→ WORK INSTRUCTIONS: Reproduce verbatim the passage of the forum thread on getting snowboard stickers, starting at "I've seen some" and ending at "collage a topsheet...".

→ EXCERPT TO READ:

# ordered a blank... where are mass stickers?



## Qball (Jun 22, 2010)

I've seen some deals on ebay for something like 50 stickers for 10 bucks or so.


----------



## MistahTaki (Apr 24, 2010)

51bombed said:


> don't feel like bouncing around a thousand sites to find some stickers to collage a topsheet...
> snagged one of the boards from blanksnowboards.com to see how they were, and liked the idea of a collage for topsheet...dont feel like sticking shit all over my current sticks -_-
> 
> inpuT?


go to flux's facebook page and ask for stickers and they'll send you a lot for free. for rome go to their site, sticker request, free. capita and thirtytwo charge 2 bucks but they send you a butt load of stickers, worth it. 32 send me a bunch of decals and reg stickers and a huge "32" sticker and a promo dvd.


----------



## 51bombed (Sep 21, 2010)

MistahTaki said:


> go to flux's facebook page and ask for stickers and they'll send you a lot for free. for rome go to their site, sticker request, free. capita and thirtytwo charge 2 bucks but they send you a butt load of stickers, worth it. 32 send me a bunch of decals and reg stickers and a huge "32" sticker and a promo dvd.


i love you


----------



## SoCalBurton (Sep 28, 2009)

I want ANALOG stickers..where to go? I dont even see them on their site.


----------



## MistahTaki (Apr 24, 2010)

SoCalBurton said:


> I want ANALOG stickers..where to go? I dont even see them on their site.


try here.Analog Clothing / Contact / Contact Us

last time i checked i think you have to pay. idk, worth a try a though.


----------



## SoCalBurton (Sep 28, 2009)

MistahTaki said:


> try here.Analog Clothing / Contact / Contact Us
> 
> last time i checked i think you have to pay. idk, worth a try a though.


Just sent off a message lets see what happens! Thanks


----------



## babtong (Oct 13, 2010)

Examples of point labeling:
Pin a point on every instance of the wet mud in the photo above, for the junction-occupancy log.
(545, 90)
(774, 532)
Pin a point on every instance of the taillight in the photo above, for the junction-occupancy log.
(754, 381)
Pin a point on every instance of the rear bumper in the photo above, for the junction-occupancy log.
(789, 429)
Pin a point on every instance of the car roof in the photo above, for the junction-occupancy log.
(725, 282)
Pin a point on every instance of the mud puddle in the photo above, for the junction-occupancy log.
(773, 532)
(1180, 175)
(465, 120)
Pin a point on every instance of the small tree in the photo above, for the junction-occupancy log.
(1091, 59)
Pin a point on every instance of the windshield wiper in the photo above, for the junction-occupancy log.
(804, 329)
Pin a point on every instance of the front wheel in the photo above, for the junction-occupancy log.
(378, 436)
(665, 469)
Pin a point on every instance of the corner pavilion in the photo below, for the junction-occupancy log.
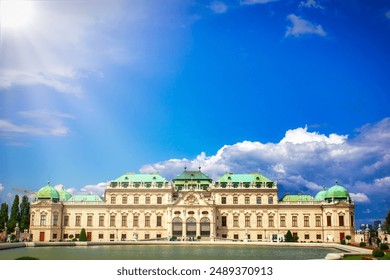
(241, 207)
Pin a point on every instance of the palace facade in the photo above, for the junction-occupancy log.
(243, 207)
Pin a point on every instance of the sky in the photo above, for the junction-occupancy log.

→ SOLUTION TO THIS TASK:
I've seen some deals on ebay for something like 50 stickers for 10 bucks or so.


----------



## MistahTaki (Apr 24, 2010)

51bombed said:


> don't feel like bouncing around a thousand sites to find some stickers to collage a topsheet...